§ **WORK REQUEST**
Lines in the records below that contain the word "teeth" must each be copied.

(Annotated photo localization data)
--- START ---

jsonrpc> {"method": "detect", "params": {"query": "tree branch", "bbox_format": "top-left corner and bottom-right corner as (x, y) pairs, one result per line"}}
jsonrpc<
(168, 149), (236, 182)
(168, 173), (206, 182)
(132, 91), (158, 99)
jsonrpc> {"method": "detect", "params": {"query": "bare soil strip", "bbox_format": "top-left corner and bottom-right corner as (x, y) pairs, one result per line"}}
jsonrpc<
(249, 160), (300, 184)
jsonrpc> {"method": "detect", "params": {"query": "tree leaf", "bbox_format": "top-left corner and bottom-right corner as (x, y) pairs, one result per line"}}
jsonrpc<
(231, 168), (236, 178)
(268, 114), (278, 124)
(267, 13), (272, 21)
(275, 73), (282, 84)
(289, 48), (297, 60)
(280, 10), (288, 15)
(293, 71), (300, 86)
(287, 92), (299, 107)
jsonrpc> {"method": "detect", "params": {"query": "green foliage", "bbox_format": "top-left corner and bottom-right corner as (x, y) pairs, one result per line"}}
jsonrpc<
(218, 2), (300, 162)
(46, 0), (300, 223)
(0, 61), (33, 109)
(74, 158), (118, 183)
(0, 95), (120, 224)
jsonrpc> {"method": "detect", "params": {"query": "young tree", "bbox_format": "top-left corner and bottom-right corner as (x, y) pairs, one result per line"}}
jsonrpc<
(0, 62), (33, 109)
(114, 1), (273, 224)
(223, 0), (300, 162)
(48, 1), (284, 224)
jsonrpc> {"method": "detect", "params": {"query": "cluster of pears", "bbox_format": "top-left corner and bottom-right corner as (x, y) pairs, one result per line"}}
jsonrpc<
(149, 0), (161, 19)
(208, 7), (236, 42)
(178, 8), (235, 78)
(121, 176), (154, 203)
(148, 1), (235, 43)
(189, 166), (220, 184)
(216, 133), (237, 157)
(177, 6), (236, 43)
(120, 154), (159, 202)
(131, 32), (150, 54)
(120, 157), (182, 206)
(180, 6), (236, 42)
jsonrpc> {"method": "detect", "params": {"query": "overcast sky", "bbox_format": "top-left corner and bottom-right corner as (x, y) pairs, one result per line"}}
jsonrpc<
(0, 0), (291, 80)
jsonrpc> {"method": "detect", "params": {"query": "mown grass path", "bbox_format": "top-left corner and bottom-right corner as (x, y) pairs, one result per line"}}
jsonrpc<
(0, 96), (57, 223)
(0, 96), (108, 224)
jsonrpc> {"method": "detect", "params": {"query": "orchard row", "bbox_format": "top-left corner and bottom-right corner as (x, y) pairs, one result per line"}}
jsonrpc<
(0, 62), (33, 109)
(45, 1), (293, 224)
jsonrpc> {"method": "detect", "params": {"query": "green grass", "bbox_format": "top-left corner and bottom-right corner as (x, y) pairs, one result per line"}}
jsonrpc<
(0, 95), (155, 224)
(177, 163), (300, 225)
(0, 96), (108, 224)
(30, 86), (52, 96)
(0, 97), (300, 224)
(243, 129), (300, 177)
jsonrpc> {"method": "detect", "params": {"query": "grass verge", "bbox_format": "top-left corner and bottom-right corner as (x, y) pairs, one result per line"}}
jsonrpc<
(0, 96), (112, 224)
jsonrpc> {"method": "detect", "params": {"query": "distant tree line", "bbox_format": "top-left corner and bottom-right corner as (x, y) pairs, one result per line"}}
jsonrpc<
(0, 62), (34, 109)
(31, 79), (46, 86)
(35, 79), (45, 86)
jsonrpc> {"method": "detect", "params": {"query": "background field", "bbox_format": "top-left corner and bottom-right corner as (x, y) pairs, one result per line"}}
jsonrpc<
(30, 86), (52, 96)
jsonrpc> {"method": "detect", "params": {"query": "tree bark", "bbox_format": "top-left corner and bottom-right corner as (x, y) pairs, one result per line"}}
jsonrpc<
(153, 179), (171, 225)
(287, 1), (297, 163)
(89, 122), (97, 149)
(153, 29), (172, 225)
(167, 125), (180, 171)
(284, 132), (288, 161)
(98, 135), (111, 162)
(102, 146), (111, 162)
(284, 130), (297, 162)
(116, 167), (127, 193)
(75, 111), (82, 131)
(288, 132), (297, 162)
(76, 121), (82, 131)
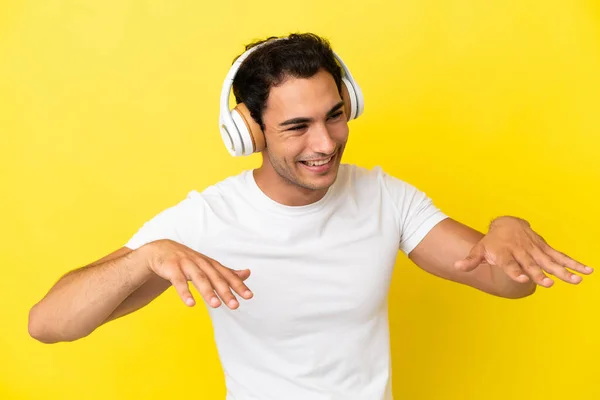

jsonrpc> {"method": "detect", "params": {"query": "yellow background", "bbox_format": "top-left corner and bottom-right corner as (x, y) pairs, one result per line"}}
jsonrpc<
(1, 0), (599, 399)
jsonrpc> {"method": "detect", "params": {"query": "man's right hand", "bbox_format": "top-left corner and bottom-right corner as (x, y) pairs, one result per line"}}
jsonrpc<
(142, 239), (253, 309)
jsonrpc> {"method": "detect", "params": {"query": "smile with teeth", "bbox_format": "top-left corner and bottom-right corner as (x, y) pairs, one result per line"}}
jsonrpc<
(301, 155), (333, 167)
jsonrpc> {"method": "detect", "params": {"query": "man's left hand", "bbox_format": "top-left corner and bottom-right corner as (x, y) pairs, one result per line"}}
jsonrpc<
(454, 216), (593, 288)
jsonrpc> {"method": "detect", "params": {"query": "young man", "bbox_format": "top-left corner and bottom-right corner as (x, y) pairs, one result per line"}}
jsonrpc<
(29, 33), (592, 399)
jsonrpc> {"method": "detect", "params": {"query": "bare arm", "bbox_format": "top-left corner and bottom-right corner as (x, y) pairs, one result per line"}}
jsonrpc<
(28, 245), (167, 343)
(408, 217), (591, 299)
(408, 218), (536, 298)
(28, 240), (254, 344)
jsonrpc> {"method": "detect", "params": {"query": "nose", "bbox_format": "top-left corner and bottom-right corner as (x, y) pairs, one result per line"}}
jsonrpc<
(308, 123), (336, 155)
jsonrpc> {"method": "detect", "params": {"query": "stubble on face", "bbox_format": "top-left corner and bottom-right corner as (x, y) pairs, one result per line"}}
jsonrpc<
(254, 69), (350, 206)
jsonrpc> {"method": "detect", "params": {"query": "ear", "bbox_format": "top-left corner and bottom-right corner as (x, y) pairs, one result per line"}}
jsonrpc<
(232, 103), (266, 153)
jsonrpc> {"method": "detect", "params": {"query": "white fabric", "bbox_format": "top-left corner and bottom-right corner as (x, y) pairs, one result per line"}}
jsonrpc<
(125, 164), (448, 400)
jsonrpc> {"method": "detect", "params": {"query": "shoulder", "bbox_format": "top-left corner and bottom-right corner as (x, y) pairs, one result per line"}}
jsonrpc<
(181, 170), (260, 223)
(139, 170), (251, 219)
(338, 163), (418, 194)
(337, 163), (442, 219)
(335, 164), (428, 216)
(338, 163), (383, 184)
(198, 170), (250, 197)
(124, 171), (252, 249)
(168, 170), (251, 210)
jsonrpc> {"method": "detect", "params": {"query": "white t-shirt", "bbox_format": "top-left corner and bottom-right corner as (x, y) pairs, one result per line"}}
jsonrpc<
(125, 163), (447, 400)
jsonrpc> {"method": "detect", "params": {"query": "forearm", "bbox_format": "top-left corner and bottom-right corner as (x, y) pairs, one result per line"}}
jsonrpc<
(29, 246), (154, 343)
(102, 273), (171, 324)
(409, 218), (538, 299)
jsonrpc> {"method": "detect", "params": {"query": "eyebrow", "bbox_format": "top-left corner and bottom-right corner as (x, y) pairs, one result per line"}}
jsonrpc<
(278, 101), (345, 127)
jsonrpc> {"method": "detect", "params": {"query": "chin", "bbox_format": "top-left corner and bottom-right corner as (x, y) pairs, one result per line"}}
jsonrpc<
(296, 159), (340, 190)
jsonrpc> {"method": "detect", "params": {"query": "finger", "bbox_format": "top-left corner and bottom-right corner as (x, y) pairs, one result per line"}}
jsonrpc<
(530, 248), (582, 285)
(198, 260), (240, 309)
(166, 264), (196, 306)
(541, 245), (593, 275)
(180, 259), (221, 308)
(233, 269), (252, 281)
(455, 243), (486, 271)
(205, 260), (253, 300)
(513, 249), (553, 288)
(217, 267), (253, 299)
(498, 259), (530, 284)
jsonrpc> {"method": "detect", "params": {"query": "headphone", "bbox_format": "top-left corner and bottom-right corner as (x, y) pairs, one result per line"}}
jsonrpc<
(218, 38), (364, 157)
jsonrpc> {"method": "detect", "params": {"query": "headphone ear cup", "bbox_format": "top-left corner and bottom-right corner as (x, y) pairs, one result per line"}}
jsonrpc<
(341, 77), (358, 121)
(351, 79), (364, 118)
(220, 117), (243, 157)
(232, 103), (265, 155)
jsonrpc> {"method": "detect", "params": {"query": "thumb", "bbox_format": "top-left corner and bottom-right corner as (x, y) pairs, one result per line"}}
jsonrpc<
(455, 243), (485, 271)
(234, 269), (251, 280)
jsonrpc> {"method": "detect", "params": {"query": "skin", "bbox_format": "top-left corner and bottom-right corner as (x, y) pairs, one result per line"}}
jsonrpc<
(409, 216), (592, 299)
(253, 69), (349, 206)
(251, 68), (592, 297)
(28, 67), (592, 344)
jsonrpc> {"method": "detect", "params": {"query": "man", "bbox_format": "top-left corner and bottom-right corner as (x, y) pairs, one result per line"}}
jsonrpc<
(28, 33), (592, 399)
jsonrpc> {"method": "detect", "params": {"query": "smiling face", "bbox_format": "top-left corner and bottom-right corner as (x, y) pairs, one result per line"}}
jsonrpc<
(254, 69), (350, 205)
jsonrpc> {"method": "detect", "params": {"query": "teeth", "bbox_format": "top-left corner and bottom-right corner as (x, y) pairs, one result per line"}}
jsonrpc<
(305, 157), (332, 167)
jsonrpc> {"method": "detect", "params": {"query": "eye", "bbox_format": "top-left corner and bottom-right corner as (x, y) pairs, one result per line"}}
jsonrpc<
(327, 111), (344, 121)
(287, 124), (308, 132)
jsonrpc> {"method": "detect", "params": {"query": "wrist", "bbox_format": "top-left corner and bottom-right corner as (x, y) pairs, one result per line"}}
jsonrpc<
(124, 244), (157, 285)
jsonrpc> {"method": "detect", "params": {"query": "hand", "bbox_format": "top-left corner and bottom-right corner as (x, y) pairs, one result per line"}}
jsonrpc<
(142, 239), (253, 309)
(454, 216), (593, 288)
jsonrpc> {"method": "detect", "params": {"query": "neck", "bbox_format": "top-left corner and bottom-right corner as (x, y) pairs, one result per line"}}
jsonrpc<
(253, 164), (328, 207)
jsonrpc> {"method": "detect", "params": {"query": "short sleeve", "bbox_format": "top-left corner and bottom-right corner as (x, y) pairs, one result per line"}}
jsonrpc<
(124, 191), (202, 250)
(380, 171), (448, 255)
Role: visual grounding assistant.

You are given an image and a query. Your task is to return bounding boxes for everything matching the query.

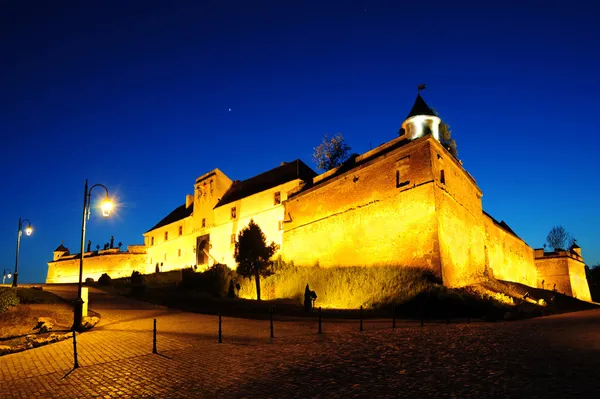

--- END ---

§ **OUTPUT BELOW**
jsonrpc> {"method": "detect", "params": {"query": "smile with teeth", "bbox_format": "top-left corner and bottom-right corner as (x, y) pairs, one result per line"}}
jsonrpc> {"method": "detect", "params": {"query": "teeth", "bbox_format": "top-left corner and bottom-right corner as (x, y) pairs, one result per line"}}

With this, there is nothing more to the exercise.